**GIVEN REQUEST:** Reproduce verbatim the part of the items below that begins with the line containing "Place a point on the stone" and ends with the line containing "[[496, 16]]", including both of those lines.

-- start of DATA TO PROCESS --

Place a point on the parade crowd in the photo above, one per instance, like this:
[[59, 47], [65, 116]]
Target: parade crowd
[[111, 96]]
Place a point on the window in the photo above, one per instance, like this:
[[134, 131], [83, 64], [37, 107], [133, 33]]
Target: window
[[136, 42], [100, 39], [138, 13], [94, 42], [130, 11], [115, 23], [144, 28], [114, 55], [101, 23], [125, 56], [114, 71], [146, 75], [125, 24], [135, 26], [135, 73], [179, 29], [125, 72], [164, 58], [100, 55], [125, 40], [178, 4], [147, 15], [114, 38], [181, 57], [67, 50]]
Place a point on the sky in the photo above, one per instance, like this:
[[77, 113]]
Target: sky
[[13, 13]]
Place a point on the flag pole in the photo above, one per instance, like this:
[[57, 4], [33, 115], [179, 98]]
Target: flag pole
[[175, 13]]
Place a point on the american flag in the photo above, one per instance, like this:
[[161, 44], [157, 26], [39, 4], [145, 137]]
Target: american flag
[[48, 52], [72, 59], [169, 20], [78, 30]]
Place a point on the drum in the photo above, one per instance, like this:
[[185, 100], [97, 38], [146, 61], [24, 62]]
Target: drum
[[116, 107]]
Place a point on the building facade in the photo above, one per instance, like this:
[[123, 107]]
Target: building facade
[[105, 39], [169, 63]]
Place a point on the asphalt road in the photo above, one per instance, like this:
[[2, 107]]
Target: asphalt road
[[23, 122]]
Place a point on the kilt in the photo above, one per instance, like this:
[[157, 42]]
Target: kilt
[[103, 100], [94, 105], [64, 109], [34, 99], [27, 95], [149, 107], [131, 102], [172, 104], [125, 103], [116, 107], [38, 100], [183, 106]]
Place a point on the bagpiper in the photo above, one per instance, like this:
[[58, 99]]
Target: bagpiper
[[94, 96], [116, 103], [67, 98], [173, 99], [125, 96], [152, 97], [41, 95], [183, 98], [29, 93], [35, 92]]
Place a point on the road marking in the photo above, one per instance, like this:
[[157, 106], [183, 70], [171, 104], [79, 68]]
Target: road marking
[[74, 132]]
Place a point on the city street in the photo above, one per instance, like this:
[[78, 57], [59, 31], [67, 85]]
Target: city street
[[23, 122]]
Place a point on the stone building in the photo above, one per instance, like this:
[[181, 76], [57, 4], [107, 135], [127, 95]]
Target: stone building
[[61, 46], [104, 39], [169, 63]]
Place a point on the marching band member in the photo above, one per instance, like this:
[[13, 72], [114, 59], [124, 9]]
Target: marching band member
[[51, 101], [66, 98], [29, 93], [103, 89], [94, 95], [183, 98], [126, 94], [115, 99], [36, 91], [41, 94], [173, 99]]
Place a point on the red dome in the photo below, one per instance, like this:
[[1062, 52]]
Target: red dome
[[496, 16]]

-- end of DATA TO PROCESS --
-- start of DATA TO PROCESS --

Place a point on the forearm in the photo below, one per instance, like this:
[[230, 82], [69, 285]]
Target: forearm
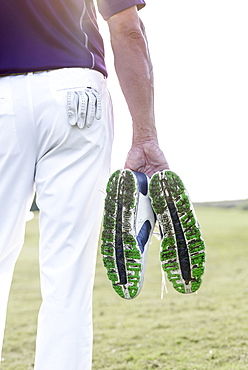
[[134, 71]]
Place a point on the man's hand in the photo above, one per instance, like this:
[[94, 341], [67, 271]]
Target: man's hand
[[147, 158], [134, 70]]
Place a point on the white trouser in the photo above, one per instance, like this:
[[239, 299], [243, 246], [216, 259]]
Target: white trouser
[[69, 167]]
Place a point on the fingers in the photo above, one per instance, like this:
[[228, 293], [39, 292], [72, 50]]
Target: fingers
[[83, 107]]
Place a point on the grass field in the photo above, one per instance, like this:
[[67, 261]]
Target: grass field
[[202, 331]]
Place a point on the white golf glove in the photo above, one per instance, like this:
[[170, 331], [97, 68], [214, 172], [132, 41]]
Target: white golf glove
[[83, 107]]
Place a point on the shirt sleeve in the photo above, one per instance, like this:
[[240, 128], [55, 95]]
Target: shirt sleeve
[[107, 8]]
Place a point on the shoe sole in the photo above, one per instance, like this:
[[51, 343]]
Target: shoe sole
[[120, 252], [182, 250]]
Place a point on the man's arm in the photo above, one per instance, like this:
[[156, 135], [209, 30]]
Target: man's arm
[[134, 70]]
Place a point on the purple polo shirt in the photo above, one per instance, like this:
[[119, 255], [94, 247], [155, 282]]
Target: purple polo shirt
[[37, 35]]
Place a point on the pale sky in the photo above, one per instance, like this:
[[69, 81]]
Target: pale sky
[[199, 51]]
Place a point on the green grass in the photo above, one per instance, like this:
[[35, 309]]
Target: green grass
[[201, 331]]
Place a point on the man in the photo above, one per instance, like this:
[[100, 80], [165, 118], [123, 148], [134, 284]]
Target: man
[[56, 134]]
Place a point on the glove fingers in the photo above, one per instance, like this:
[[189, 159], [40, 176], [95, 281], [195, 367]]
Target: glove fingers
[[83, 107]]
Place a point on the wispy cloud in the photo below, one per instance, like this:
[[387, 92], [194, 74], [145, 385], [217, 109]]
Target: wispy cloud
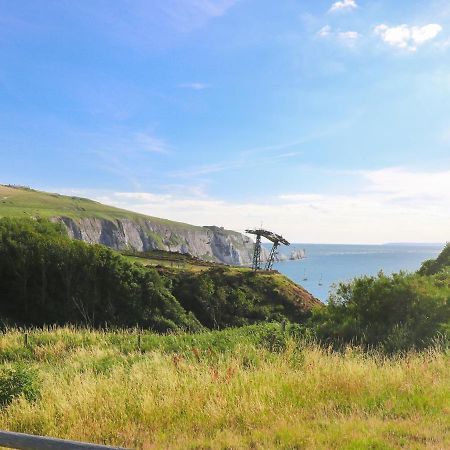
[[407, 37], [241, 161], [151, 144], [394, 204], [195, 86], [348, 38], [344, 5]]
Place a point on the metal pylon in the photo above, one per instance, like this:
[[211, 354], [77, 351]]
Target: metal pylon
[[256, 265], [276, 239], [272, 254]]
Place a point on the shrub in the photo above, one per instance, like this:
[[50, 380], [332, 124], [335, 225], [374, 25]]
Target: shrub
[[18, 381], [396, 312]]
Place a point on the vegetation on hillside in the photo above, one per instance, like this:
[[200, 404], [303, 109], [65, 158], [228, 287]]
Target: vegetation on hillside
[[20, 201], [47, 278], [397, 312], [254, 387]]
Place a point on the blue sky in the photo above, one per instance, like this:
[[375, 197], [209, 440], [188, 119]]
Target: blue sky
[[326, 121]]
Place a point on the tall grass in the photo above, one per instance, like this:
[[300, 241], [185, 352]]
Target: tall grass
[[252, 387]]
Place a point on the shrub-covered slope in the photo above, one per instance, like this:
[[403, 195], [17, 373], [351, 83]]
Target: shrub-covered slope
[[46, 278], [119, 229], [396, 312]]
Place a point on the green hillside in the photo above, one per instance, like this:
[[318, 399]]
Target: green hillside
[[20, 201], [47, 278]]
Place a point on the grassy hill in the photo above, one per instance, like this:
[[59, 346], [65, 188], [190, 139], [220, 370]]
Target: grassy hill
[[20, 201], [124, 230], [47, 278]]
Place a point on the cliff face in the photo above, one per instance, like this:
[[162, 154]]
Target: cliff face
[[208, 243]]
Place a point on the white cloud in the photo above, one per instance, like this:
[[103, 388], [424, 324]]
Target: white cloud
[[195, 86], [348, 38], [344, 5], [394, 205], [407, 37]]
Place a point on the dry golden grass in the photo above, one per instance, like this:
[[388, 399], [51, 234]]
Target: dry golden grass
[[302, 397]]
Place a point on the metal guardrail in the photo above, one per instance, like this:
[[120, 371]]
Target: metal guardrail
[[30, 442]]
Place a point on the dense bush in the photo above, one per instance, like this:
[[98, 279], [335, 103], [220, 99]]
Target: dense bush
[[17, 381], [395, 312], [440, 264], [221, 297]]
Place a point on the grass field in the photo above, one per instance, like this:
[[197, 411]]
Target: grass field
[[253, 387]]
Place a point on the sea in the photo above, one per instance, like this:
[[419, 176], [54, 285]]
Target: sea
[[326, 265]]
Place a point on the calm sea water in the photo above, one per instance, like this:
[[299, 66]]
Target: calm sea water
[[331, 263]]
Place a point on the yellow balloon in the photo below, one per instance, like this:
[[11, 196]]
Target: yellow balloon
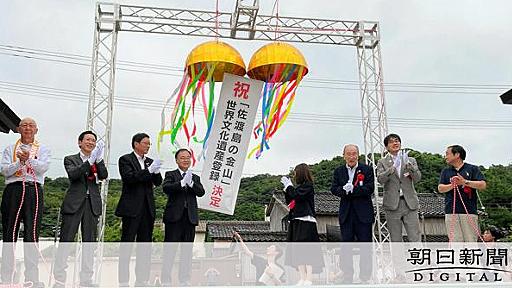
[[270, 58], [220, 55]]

-- end of DATA TO PROCESS --

**TASK SOLUTION:**
Place a point on the stone building in the photo above, one per instance, like this:
[[181, 76], [57, 4], [107, 135], [127, 95]]
Target: stone building
[[61, 46], [104, 39], [169, 63]]
Place a point on the marching band member in the photo above, one per instance, like this:
[[13, 72], [114, 59], [124, 9]]
Target: marching band member
[[51, 101], [66, 98], [29, 93], [103, 89], [94, 95], [183, 98], [126, 94], [115, 99], [36, 91], [41, 94], [173, 99]]
Place a point on the red dome in the photo below, one per instance, like this:
[[1062, 52]]
Target: red dome
[[496, 16]]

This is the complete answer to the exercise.